(Items from a data source)
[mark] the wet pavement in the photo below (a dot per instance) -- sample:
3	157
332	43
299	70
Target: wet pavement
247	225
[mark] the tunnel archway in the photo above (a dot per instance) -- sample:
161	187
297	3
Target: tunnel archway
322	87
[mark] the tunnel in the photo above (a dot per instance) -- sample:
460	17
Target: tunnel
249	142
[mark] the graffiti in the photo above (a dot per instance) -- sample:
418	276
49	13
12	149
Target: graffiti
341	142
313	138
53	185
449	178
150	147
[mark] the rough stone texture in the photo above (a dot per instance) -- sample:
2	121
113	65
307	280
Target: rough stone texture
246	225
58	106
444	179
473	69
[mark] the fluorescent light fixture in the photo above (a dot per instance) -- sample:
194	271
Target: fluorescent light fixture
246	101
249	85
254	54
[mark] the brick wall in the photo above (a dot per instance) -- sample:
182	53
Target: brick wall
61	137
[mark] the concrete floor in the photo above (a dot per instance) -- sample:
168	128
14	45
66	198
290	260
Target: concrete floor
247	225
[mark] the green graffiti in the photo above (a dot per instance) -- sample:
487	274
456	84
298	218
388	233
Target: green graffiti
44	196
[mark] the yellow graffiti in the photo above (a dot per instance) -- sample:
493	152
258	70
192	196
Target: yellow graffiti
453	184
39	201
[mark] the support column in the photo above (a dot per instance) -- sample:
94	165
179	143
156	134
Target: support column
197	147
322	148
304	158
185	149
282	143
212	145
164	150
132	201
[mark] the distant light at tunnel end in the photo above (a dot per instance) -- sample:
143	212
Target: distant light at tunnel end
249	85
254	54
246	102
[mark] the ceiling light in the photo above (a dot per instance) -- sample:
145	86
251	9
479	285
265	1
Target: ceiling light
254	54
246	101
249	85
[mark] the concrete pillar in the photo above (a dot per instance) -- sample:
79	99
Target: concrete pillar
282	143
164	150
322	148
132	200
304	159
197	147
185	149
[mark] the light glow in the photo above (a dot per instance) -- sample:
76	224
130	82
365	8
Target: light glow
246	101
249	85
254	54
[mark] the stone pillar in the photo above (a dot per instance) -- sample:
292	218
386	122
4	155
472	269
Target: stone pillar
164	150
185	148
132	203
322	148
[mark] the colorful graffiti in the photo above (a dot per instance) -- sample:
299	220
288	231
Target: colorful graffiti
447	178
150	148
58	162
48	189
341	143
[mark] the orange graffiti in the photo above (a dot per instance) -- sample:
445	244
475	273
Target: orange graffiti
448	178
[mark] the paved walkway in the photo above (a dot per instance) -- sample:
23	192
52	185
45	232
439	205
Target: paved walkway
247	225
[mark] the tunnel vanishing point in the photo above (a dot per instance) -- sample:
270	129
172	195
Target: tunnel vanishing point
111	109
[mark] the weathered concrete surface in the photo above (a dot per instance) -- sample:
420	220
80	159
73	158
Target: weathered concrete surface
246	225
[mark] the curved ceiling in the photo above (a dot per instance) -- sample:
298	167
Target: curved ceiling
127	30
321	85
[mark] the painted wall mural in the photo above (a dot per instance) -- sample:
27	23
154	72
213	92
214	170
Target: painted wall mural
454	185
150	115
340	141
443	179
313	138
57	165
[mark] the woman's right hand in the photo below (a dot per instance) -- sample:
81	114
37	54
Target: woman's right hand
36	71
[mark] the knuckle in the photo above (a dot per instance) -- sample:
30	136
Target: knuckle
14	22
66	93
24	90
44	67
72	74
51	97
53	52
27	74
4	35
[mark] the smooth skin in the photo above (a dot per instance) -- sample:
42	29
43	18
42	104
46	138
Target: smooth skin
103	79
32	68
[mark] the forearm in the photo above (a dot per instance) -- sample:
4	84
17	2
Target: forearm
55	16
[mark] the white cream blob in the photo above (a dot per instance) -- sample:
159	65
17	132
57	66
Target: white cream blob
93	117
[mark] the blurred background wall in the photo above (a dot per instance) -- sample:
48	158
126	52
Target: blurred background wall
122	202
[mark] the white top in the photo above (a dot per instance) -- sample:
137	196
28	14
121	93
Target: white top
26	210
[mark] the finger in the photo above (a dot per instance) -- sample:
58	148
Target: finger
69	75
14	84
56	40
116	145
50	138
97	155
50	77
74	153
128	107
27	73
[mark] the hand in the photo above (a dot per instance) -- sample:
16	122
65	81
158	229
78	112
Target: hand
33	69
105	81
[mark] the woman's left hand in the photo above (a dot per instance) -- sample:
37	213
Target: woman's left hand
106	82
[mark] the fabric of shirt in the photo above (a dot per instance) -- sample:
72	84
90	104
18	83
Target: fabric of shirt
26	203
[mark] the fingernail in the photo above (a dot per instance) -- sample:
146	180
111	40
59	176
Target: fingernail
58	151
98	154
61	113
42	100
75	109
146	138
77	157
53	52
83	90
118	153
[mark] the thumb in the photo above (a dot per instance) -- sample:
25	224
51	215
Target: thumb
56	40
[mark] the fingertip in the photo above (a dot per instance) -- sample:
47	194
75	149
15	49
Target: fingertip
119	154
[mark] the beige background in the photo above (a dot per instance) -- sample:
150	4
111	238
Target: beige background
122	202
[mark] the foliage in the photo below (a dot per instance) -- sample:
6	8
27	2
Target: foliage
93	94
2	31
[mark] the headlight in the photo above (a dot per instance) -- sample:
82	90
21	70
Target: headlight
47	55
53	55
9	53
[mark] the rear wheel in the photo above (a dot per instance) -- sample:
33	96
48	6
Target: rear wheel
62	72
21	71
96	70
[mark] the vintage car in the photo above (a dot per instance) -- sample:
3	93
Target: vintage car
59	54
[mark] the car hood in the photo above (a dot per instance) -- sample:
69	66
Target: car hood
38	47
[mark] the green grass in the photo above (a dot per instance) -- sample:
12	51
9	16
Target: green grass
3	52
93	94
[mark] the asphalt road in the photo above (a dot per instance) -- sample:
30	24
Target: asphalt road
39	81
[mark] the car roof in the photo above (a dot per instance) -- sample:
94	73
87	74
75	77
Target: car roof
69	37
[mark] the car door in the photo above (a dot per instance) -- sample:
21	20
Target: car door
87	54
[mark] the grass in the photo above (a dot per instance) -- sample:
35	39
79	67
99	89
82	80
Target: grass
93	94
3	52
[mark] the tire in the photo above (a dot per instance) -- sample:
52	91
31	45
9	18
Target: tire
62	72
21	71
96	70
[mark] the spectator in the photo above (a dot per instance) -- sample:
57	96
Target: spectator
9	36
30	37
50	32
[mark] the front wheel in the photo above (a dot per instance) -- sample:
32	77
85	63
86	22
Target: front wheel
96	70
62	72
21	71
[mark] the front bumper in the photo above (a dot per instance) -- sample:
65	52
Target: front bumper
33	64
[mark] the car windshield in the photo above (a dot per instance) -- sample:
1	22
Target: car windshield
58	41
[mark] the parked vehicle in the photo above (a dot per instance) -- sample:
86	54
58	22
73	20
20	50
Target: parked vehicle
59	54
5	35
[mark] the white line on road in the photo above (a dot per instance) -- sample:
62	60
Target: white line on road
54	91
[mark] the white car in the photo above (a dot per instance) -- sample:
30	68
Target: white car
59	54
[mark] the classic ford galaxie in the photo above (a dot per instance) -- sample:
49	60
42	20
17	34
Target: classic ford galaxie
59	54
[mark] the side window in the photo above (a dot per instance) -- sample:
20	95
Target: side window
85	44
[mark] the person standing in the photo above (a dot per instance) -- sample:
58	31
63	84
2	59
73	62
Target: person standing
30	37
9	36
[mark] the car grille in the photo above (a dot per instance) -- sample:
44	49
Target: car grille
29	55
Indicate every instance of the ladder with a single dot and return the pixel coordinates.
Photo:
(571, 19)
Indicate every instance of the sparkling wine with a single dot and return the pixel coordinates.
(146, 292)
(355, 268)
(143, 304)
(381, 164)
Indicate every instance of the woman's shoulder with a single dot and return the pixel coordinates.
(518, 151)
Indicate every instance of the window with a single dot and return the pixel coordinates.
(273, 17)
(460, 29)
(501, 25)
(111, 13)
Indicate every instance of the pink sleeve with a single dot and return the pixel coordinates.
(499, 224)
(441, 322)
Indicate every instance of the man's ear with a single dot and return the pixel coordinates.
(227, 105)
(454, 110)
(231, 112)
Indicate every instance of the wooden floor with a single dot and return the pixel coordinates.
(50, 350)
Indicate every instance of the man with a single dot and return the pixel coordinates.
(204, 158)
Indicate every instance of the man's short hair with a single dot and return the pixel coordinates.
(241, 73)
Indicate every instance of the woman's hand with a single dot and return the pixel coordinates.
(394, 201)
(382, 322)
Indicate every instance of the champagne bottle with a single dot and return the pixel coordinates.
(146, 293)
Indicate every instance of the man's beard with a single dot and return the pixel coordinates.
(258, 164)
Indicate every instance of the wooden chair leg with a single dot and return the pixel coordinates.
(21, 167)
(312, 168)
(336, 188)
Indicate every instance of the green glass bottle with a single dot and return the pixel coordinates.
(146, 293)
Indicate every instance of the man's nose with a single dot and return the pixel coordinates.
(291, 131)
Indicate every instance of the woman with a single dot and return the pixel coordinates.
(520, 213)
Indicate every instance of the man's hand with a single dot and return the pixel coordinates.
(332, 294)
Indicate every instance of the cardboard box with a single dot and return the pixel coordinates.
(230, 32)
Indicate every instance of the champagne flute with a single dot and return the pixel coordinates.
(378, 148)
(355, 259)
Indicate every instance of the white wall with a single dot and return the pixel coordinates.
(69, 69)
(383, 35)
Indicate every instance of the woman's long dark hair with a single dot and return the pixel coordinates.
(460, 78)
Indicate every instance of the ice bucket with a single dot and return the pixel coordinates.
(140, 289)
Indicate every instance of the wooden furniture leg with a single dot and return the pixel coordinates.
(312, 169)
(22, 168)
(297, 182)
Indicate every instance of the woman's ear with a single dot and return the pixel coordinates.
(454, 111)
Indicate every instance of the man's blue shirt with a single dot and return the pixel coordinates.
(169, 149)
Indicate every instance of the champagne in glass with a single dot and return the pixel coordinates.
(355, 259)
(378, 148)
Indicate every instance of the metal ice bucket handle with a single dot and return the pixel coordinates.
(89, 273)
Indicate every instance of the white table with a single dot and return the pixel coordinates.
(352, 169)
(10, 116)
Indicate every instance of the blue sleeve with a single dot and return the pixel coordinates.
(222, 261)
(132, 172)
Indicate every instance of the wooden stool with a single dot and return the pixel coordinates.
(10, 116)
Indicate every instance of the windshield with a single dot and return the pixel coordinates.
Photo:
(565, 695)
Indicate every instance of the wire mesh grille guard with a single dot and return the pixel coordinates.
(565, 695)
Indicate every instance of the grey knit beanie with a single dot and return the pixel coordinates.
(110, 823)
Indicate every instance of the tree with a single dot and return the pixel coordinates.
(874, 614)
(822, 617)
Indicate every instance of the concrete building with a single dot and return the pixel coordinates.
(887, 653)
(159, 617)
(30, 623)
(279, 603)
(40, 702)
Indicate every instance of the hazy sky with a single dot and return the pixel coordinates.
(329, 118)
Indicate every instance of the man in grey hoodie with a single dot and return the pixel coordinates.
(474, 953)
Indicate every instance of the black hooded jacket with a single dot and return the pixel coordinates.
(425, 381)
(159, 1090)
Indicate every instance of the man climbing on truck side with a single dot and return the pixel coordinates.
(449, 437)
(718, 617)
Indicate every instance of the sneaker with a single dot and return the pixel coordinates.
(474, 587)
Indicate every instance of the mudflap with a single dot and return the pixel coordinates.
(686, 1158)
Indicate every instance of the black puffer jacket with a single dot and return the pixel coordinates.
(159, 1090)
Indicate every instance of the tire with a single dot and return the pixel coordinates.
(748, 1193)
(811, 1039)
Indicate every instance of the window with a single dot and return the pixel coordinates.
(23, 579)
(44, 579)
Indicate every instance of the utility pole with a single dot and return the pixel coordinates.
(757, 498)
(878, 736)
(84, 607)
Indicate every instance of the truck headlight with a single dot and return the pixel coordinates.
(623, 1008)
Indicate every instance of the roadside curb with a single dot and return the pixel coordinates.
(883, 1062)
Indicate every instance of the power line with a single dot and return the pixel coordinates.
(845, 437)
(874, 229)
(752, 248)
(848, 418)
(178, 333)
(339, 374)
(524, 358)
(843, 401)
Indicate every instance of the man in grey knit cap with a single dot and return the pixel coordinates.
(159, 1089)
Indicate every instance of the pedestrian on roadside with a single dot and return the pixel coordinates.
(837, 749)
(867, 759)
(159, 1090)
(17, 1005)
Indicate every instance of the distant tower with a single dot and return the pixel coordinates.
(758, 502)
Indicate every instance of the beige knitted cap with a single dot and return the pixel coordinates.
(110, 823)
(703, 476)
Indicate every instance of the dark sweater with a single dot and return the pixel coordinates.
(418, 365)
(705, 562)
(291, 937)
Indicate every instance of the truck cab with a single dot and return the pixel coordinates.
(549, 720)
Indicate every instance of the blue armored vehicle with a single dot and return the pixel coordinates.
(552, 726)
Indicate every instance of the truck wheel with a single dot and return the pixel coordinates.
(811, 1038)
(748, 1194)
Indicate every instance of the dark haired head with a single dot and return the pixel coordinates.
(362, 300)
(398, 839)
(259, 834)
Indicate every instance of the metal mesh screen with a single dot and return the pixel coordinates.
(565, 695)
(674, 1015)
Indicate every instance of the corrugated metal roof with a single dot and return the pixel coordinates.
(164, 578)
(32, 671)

PROBLEM TO SOLVE> Filter on the word "below": copy each matching line from the entries above.

WORKED SOLUTION>
[mark] the wet pavement in the photo below (a dot per instance) -- sample:
[mark] the woman's right hand in the photo below (a dot per instance) -- sample:
[mark] the foliage in the photo below (a dot per instance) -- sample:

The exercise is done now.